----- SOURCE INFORMATION
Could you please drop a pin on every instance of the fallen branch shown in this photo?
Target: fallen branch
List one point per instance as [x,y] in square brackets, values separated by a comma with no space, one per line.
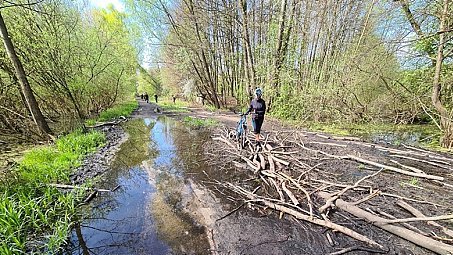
[419,214]
[330,201]
[307,218]
[404,233]
[394,169]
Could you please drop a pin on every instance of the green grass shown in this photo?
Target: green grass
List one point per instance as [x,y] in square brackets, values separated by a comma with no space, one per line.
[426,135]
[124,109]
[199,123]
[179,106]
[29,208]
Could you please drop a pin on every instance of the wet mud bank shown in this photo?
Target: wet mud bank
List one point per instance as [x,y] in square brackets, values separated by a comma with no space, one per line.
[167,203]
[99,162]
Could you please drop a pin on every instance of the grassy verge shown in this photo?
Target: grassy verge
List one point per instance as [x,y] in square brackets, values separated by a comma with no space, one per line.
[199,123]
[124,109]
[424,135]
[179,106]
[30,208]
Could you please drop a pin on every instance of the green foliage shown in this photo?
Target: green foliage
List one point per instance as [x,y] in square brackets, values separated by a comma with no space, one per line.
[199,122]
[78,62]
[29,207]
[178,106]
[124,109]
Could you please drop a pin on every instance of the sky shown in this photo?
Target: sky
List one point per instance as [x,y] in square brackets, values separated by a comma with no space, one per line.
[103,3]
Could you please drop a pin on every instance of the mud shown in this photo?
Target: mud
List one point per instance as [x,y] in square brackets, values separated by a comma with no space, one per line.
[169,202]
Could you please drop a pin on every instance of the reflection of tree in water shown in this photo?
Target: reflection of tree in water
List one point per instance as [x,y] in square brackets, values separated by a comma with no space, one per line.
[116,232]
[189,148]
[137,148]
[175,226]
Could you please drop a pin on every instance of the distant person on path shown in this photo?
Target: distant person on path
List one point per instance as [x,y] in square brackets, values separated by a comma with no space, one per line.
[258,109]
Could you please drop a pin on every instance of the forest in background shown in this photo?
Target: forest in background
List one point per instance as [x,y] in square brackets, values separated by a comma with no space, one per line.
[78,61]
[323,61]
[329,61]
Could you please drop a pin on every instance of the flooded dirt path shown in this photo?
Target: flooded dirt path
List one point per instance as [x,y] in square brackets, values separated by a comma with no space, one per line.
[145,215]
[168,203]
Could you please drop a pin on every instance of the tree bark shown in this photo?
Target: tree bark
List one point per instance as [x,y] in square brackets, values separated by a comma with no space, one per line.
[22,78]
[445,122]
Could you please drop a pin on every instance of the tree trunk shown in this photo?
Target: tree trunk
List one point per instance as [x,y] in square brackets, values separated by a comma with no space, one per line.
[22,78]
[445,122]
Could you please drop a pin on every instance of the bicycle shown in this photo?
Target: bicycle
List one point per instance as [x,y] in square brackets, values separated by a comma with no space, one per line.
[241,131]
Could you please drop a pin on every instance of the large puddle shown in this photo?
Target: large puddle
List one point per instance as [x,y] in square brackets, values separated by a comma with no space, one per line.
[145,215]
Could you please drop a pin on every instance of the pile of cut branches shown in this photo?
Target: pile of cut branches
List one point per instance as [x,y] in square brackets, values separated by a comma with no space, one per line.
[311,176]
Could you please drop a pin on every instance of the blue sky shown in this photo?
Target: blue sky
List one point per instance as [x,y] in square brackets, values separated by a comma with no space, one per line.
[103,3]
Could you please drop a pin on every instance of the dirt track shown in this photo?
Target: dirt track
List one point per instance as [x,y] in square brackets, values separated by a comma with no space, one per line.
[254,229]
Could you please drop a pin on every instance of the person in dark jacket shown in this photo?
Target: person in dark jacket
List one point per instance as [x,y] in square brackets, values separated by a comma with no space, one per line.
[258,109]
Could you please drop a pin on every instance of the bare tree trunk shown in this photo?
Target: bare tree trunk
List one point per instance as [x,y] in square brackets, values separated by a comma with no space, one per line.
[22,78]
[445,122]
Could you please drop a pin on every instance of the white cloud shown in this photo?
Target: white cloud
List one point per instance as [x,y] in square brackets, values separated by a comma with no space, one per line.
[103,4]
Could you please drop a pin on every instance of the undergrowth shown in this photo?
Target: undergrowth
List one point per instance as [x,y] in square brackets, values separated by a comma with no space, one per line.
[425,135]
[178,106]
[124,109]
[30,208]
[198,122]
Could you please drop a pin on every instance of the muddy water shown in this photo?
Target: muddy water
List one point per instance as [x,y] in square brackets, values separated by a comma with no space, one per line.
[145,215]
----------
■ **WHAT THIS TASK INVOLVES**: Output an exact copy of the lines beginning at the one that holds "undergrowth shown in this photo?" and running through the final line of the records.

■ **EXPECTED OUTPUT**:
Could you please drop a pin on every instance of the undergrowth shown in this photo?
Target: undergrowth
List one point per instance as [x,y] in square brackets, values separated by a comma with no space, one per line.
[425,135]
[178,106]
[124,109]
[30,208]
[198,122]
Could you please drop a pin on every instance of the muddy water shown in this photo?
Target: muddy water
List one point per instance as [x,y] in square brackets, values separated by a comma with no space, one per line.
[145,215]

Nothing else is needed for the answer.